- **EXERCISE DESCRIPTION**
Report every line from the following entries that contains the string "tree".
□ □ □ □ □ □ □
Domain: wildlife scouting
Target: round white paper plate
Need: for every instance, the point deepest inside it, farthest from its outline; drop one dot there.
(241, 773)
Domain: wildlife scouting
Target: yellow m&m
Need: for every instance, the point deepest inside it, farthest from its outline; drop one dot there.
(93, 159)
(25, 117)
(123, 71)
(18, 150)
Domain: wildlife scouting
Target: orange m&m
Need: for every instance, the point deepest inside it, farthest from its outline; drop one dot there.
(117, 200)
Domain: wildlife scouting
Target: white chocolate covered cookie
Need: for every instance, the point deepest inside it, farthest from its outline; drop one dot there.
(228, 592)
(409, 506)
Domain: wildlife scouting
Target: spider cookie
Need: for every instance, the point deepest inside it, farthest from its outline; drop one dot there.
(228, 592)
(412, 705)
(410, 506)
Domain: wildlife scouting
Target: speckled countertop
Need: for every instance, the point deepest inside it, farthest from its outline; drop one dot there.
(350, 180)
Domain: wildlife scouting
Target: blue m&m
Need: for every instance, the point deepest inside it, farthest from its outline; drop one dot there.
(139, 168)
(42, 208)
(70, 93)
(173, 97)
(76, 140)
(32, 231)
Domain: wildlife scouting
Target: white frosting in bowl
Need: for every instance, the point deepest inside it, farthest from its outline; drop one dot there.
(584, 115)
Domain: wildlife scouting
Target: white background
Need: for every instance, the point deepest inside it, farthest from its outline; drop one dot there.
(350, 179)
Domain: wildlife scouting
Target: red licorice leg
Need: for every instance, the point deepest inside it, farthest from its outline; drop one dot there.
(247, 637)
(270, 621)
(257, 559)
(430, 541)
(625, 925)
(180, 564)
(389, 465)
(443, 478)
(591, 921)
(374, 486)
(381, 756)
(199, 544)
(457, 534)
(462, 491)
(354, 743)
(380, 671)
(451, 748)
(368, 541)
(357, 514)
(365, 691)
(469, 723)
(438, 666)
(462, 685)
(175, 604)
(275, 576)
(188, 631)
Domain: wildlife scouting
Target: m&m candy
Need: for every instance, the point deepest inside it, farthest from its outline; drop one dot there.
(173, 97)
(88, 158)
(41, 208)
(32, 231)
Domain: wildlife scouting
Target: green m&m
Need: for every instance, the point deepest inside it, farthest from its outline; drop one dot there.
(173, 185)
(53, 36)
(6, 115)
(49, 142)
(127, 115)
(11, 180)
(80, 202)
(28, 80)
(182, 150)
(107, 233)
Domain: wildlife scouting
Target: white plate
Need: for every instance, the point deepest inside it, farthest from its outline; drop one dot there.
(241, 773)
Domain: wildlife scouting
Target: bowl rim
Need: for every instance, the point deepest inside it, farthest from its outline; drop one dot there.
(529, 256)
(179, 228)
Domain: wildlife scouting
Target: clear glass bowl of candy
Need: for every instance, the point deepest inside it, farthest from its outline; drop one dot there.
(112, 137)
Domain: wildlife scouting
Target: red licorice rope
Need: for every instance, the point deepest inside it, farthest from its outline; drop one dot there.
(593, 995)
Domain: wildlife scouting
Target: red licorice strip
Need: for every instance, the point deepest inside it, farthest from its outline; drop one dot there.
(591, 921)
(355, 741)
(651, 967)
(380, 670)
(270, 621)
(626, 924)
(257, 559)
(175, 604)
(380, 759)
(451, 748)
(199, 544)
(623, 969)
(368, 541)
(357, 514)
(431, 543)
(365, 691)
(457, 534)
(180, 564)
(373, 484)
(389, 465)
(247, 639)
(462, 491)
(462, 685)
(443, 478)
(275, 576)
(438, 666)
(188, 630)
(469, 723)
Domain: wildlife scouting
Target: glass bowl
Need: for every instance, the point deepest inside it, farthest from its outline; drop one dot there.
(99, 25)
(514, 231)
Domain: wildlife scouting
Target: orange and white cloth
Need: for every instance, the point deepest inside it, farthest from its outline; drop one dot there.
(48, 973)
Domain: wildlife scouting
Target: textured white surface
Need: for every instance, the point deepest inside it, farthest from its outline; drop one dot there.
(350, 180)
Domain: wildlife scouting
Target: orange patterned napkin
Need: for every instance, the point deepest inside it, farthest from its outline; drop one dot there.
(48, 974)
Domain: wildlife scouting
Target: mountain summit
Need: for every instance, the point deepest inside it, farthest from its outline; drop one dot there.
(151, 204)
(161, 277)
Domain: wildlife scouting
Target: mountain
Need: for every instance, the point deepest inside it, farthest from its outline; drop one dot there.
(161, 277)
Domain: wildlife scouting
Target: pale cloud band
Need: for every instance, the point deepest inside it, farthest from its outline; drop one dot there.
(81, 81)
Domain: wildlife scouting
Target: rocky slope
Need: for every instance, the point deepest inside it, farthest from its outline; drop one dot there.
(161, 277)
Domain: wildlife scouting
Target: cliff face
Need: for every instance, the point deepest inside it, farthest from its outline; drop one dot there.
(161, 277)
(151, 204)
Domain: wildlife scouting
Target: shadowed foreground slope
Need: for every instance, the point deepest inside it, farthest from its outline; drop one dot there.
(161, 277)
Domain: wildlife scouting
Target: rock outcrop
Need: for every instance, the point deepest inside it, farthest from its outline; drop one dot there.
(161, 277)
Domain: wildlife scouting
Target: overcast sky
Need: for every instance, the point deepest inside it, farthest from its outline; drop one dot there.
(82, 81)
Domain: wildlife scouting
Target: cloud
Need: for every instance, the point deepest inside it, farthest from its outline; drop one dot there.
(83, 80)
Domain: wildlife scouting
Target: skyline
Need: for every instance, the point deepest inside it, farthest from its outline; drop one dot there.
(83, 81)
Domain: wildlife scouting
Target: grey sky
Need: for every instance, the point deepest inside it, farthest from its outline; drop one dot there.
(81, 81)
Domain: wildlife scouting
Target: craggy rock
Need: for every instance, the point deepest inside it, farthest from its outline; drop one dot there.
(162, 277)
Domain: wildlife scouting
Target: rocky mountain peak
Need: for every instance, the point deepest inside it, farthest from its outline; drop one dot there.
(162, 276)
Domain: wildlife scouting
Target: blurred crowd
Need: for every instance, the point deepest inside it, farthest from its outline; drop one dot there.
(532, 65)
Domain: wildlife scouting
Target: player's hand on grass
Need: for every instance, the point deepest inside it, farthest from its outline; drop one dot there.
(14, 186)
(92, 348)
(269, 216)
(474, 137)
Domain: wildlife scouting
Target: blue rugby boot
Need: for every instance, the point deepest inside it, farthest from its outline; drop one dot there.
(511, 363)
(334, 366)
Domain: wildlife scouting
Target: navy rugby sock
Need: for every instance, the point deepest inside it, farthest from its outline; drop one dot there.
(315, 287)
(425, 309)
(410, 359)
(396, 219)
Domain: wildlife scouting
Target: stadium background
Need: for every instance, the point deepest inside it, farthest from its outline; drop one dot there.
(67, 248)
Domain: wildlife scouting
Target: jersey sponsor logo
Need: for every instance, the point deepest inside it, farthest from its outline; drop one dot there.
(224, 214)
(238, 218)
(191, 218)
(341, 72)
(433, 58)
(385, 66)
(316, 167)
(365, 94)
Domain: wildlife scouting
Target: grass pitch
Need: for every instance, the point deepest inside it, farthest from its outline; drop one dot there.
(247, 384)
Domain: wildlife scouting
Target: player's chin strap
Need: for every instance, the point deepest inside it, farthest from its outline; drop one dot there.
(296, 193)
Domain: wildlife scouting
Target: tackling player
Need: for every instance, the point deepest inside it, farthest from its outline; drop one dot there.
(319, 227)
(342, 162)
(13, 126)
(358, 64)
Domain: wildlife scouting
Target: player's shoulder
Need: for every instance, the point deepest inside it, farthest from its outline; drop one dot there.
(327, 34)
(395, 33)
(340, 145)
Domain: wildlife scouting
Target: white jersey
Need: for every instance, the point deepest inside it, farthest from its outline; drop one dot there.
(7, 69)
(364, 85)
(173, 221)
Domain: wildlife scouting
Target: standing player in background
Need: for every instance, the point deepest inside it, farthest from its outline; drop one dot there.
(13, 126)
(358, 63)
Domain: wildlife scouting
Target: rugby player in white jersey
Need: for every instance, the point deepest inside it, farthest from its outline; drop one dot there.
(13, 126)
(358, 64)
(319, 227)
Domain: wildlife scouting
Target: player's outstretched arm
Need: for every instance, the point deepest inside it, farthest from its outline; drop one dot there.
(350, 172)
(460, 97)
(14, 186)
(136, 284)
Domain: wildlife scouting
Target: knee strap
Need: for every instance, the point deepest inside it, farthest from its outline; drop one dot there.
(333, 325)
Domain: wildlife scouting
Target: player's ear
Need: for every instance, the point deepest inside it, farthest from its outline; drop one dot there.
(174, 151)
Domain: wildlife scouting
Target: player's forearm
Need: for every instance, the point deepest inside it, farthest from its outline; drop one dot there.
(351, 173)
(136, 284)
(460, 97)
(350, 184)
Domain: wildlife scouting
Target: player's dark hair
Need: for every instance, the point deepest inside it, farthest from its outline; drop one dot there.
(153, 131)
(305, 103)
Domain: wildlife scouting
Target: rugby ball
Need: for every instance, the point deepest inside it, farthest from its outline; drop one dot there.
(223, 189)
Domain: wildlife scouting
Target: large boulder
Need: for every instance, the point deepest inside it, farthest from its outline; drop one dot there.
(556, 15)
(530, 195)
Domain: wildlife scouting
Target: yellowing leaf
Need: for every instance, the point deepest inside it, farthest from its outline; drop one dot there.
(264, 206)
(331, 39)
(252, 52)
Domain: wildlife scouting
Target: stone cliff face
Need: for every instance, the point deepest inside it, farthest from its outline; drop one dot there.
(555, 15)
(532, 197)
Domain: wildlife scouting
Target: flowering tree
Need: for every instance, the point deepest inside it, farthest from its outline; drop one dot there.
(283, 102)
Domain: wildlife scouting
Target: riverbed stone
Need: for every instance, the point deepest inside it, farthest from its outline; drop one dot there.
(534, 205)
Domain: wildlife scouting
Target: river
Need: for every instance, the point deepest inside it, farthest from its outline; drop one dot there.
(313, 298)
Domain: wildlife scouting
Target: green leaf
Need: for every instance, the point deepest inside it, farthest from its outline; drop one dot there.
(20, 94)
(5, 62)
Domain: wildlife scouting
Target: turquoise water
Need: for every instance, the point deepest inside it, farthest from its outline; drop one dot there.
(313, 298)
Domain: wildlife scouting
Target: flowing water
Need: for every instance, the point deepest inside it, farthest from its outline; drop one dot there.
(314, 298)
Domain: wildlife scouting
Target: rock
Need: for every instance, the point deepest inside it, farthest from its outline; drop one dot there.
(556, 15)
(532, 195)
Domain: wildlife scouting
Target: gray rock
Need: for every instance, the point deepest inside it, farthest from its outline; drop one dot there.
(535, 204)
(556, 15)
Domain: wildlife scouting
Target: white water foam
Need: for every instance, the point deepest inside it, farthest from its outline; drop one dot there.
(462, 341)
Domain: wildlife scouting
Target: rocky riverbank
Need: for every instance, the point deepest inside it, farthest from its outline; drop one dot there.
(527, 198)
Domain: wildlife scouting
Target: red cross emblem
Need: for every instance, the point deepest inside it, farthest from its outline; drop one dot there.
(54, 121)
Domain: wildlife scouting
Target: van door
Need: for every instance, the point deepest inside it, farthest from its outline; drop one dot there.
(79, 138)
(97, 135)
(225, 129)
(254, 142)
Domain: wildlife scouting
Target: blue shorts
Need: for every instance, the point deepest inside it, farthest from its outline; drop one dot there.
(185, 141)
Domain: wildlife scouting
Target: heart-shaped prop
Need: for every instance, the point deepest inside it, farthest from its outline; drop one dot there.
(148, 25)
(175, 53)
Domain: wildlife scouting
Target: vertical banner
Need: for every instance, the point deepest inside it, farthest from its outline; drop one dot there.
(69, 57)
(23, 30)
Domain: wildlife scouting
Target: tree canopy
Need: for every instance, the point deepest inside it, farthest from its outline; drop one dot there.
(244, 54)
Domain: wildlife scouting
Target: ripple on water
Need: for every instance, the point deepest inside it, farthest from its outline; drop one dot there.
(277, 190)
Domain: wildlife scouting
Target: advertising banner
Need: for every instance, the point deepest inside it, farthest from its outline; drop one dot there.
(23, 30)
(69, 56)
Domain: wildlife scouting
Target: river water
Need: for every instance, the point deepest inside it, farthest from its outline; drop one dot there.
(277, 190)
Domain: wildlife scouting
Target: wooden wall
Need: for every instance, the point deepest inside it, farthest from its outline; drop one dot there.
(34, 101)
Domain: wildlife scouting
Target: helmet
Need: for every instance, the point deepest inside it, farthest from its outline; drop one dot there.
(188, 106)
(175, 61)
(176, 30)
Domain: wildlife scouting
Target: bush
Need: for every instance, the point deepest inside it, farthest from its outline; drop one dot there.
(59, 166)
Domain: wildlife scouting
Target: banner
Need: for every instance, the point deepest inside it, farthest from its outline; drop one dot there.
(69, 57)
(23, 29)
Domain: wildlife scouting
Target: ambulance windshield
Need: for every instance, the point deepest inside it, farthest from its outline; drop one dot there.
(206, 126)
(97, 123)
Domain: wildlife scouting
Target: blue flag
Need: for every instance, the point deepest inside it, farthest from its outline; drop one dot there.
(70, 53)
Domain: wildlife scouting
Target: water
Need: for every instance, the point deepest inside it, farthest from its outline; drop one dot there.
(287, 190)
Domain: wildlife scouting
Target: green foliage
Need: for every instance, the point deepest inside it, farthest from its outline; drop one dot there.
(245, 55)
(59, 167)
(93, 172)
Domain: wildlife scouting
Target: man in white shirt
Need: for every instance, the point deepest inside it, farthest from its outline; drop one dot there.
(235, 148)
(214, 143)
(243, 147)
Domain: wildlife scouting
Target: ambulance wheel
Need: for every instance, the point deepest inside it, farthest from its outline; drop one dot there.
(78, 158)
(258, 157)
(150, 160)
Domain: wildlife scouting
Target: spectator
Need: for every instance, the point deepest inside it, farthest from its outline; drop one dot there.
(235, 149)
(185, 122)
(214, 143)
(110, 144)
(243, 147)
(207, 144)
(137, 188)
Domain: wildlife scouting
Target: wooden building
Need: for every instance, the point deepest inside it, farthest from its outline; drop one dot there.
□ □ □ □ □ □ □
- **RESULT FOR THIS EXERCISE**
Target: flowering tree
Target: tree canopy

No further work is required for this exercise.